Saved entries
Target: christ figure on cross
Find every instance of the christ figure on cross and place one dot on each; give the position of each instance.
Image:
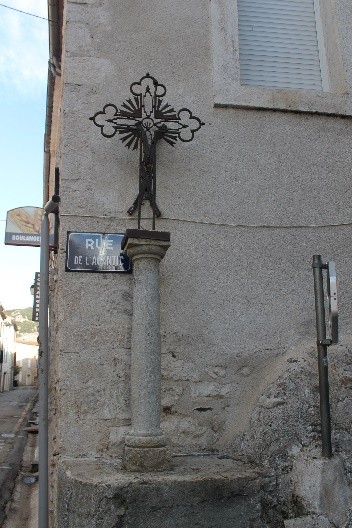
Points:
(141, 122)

---

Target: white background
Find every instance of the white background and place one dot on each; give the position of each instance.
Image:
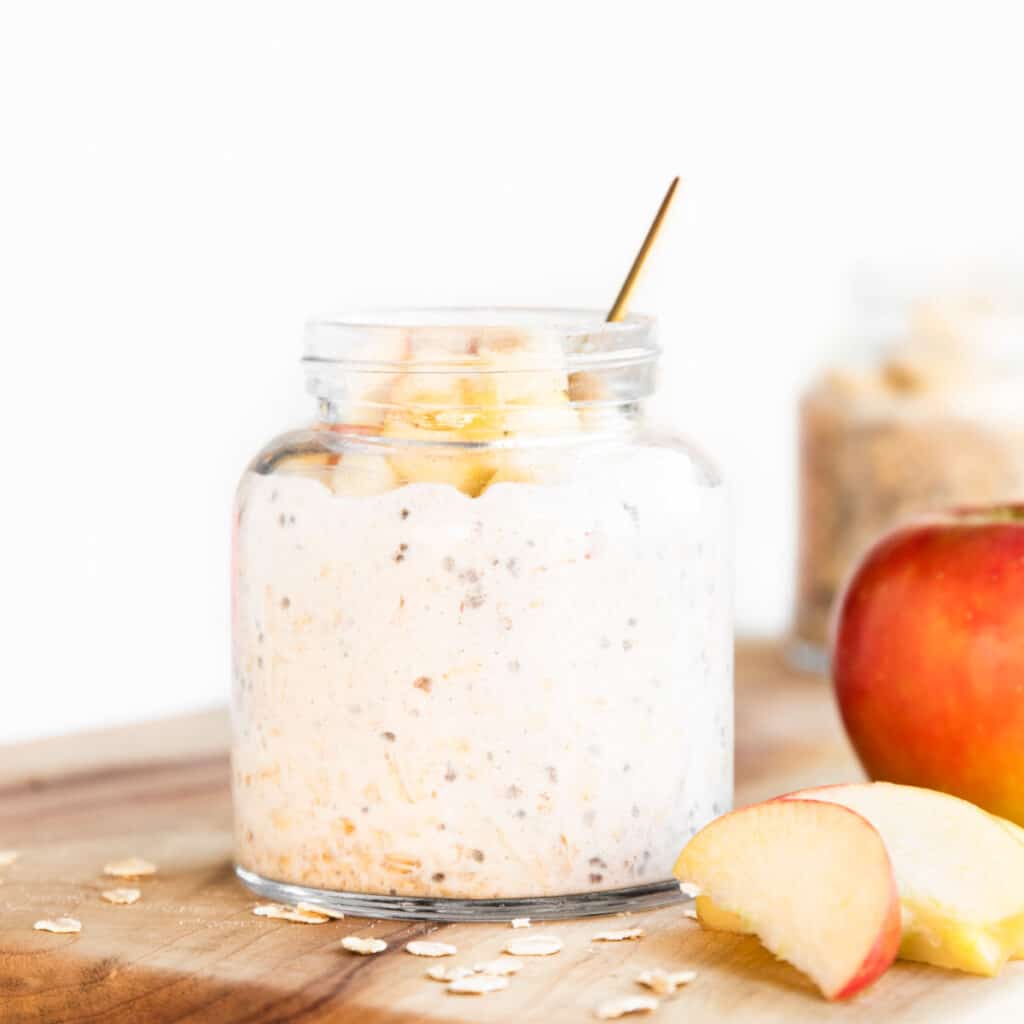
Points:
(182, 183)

...

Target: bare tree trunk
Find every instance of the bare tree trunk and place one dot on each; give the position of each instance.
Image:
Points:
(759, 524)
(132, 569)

• [Work item]
Sift through the entries and copy every line with "Find".

• [Response below]
Find every instance of the christ figure on cross and place one dot on each; give the position of each instance.
Find every instance of the white background and place one dot on each; give the position of each instance.
Find every instance of the bare tree trunk and place one dot on each; give the position of each instance.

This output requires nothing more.